* YOUR TASK *
Reproduce all of the entries below verbatim, line by line, omitting the picture from your output.

* SOURCE MATERIAL *
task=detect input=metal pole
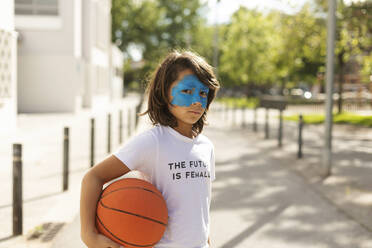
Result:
[242,107,246,128]
[278,109,283,147]
[13,144,23,236]
[297,114,304,158]
[119,110,123,144]
[127,109,132,137]
[107,114,111,153]
[321,0,337,177]
[62,127,69,191]
[90,118,95,167]
[265,108,269,139]
[253,107,257,132]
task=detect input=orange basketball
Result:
[96,178,168,248]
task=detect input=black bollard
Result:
[107,114,111,153]
[127,109,132,137]
[253,107,257,132]
[297,114,304,158]
[278,109,283,147]
[62,127,70,191]
[119,110,123,144]
[90,118,95,167]
[265,108,269,139]
[13,144,23,236]
[241,106,245,128]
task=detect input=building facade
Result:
[0,0,17,133]
[14,0,111,113]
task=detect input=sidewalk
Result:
[0,101,372,248]
[0,94,140,248]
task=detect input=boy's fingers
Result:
[103,237,121,248]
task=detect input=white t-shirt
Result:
[113,125,215,248]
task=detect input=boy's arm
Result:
[80,155,130,247]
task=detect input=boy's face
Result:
[169,69,209,124]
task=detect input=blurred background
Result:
[0,0,372,247]
[112,0,372,104]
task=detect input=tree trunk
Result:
[338,52,345,114]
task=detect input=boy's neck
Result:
[173,123,195,139]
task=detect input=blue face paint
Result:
[171,75,209,109]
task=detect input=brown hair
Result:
[141,50,220,134]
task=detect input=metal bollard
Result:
[297,114,304,158]
[278,110,283,147]
[241,106,245,128]
[253,107,257,132]
[90,118,95,167]
[107,114,111,153]
[127,109,132,137]
[265,108,269,139]
[13,144,23,236]
[62,127,70,191]
[119,110,123,144]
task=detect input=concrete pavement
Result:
[0,94,140,248]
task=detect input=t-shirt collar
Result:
[164,126,199,143]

* TASK RESPONSE *
task=detect input=metal pole
Result:
[242,107,246,128]
[278,109,283,147]
[13,144,23,236]
[297,114,304,158]
[119,110,123,144]
[127,109,132,137]
[107,114,111,153]
[321,0,337,177]
[62,127,69,191]
[90,118,95,167]
[265,108,269,139]
[253,107,257,132]
task=detect input=orange basketball
Result:
[96,178,168,248]
task=detect input=black bollard
Result:
[107,114,111,153]
[127,109,132,137]
[253,107,257,132]
[297,114,304,158]
[278,109,283,147]
[62,127,70,191]
[119,110,123,144]
[90,118,95,167]
[265,108,269,139]
[13,144,23,236]
[241,106,245,128]
task=detect input=building facade
Result:
[0,0,17,133]
[14,0,111,113]
task=detect input=sidewalk
Result:
[0,101,372,248]
[0,94,140,248]
task=detect input=boy's fingers
Result:
[103,237,121,248]
task=detect input=white t-shirt
Result:
[113,125,215,248]
task=detect input=boy's arm
Result:
[80,155,130,247]
task=detect input=boy's face
Result:
[169,69,209,124]
task=detect input=blurred background
Result:
[0,0,372,247]
[112,0,372,104]
task=detect input=tree trunk
Result:
[338,52,345,114]
task=detect input=boy's neck
Result:
[173,123,195,139]
task=detect input=blue face paint
Result:
[171,75,209,109]
task=detect input=brown hair
Result:
[141,50,220,134]
task=detect input=metal bollard
Result:
[297,114,304,158]
[278,110,283,147]
[241,106,245,128]
[253,107,257,132]
[90,118,95,167]
[107,114,111,153]
[127,109,132,137]
[265,108,269,139]
[13,144,23,236]
[62,127,70,191]
[119,110,123,144]
task=detect input=concrete pavement
Result:
[0,94,140,248]
task=detect input=t-shirt collar
Result:
[164,126,199,143]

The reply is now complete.